▶ What this task involves
In the forum thread below about a sudden green algae bloom, which plant in the center of the tank has two leaves that are completely covered?

▶ Selection
>> begin

# Sudden green algae bloom on plants



## mistergreen (Dec 9, 2006)

turn off your lights and read these
http://www.plantedtank.net/articles.php?d


----------



## Dave B (Jun 27, 2007)

OK, I'm inexperienced, but I'm not an idiot. Of course I've read those.

More direct question: Is correcting the problem likely to get results quickly enough to save those badly affected leaves, or am I better off just cutting off the worst ones since green spot is so tough to get rid of? The anubias in the center of the tank has two leaves that are completely covered.

I'm not particularly worried about the tank being overrun with GSA, as the presence is a direct result of me messing with what was working, just what to do with the stuff I ruined in the meantime.


----------



## mistergreen (Dec 9, 2006)

It's obvious that your lights are too strong and you have no CO2. That's why it's important to read those articles... And reread.

Lower your lights and photoperiod until you can get CO2 or just leave your lights low permanently if you're not going to introduce CO2 or excel.

What green algae are you talking about? Blue Green? or hair/fuzz?
If it's BGA, you can just manually remove. With hair/fuzz, they do go away if you fix your issues. Or you can just cut off the leaves.

>> end

▶ Items
>> begin

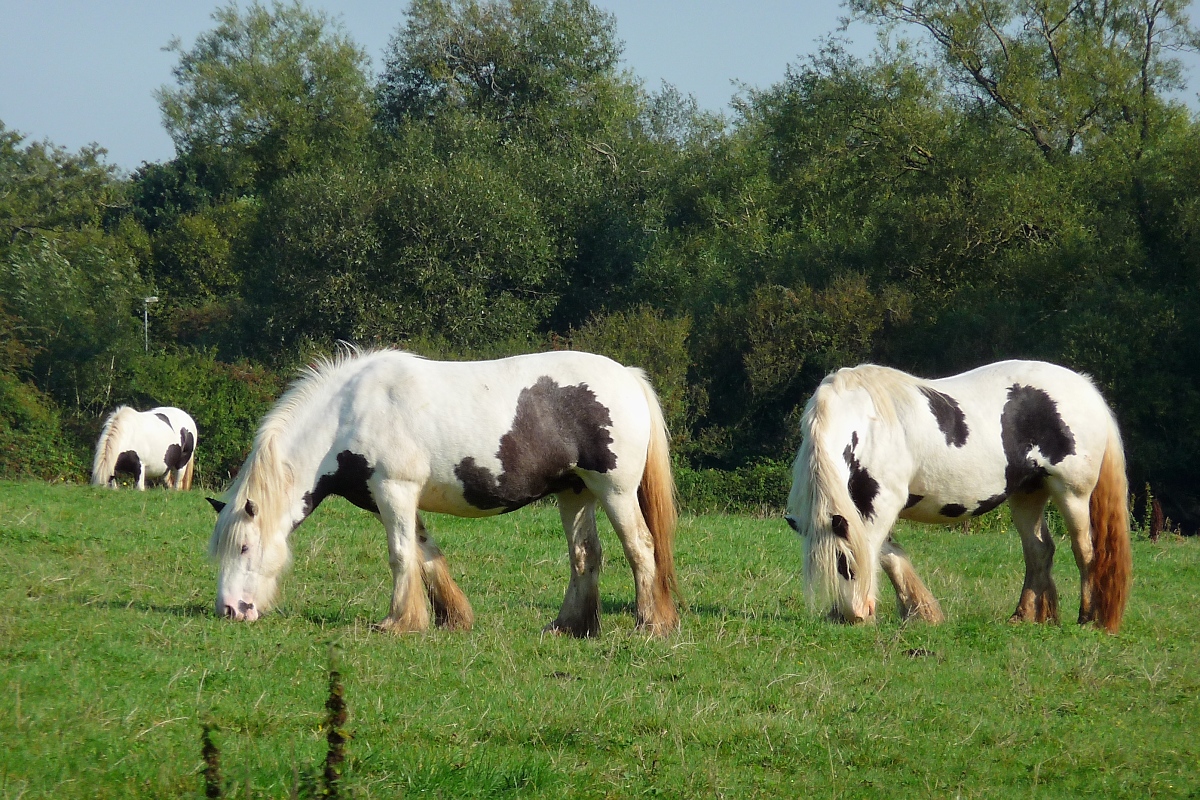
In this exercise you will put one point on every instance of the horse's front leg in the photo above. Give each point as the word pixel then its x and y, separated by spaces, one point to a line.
pixel 655 607
pixel 912 596
pixel 580 614
pixel 451 609
pixel 397 511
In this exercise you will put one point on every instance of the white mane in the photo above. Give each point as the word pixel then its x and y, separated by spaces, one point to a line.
pixel 107 449
pixel 267 477
pixel 825 488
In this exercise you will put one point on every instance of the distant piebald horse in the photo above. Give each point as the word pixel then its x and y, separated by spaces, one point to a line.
pixel 395 433
pixel 881 444
pixel 160 443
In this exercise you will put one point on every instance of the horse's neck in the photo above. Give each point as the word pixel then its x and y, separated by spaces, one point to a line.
pixel 304 443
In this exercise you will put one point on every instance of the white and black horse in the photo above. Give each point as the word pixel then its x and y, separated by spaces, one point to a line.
pixel 881 444
pixel 160 443
pixel 395 433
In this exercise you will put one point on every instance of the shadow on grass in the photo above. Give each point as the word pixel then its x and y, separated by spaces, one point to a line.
pixel 185 609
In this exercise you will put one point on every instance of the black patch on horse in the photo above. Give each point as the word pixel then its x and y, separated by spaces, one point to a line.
pixel 349 481
pixel 949 416
pixel 556 429
pixel 844 567
pixel 1031 420
pixel 179 455
pixel 127 463
pixel 989 504
pixel 863 488
pixel 840 527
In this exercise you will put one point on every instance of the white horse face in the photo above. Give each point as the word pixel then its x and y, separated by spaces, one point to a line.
pixel 250 563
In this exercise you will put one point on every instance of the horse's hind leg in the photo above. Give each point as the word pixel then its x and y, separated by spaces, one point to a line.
pixel 655 606
pixel 451 609
pixel 580 614
pixel 912 596
pixel 397 510
pixel 1077 513
pixel 1039 597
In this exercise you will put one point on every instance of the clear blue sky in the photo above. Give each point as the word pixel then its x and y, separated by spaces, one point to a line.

>> end

▶ Final result
An anubias.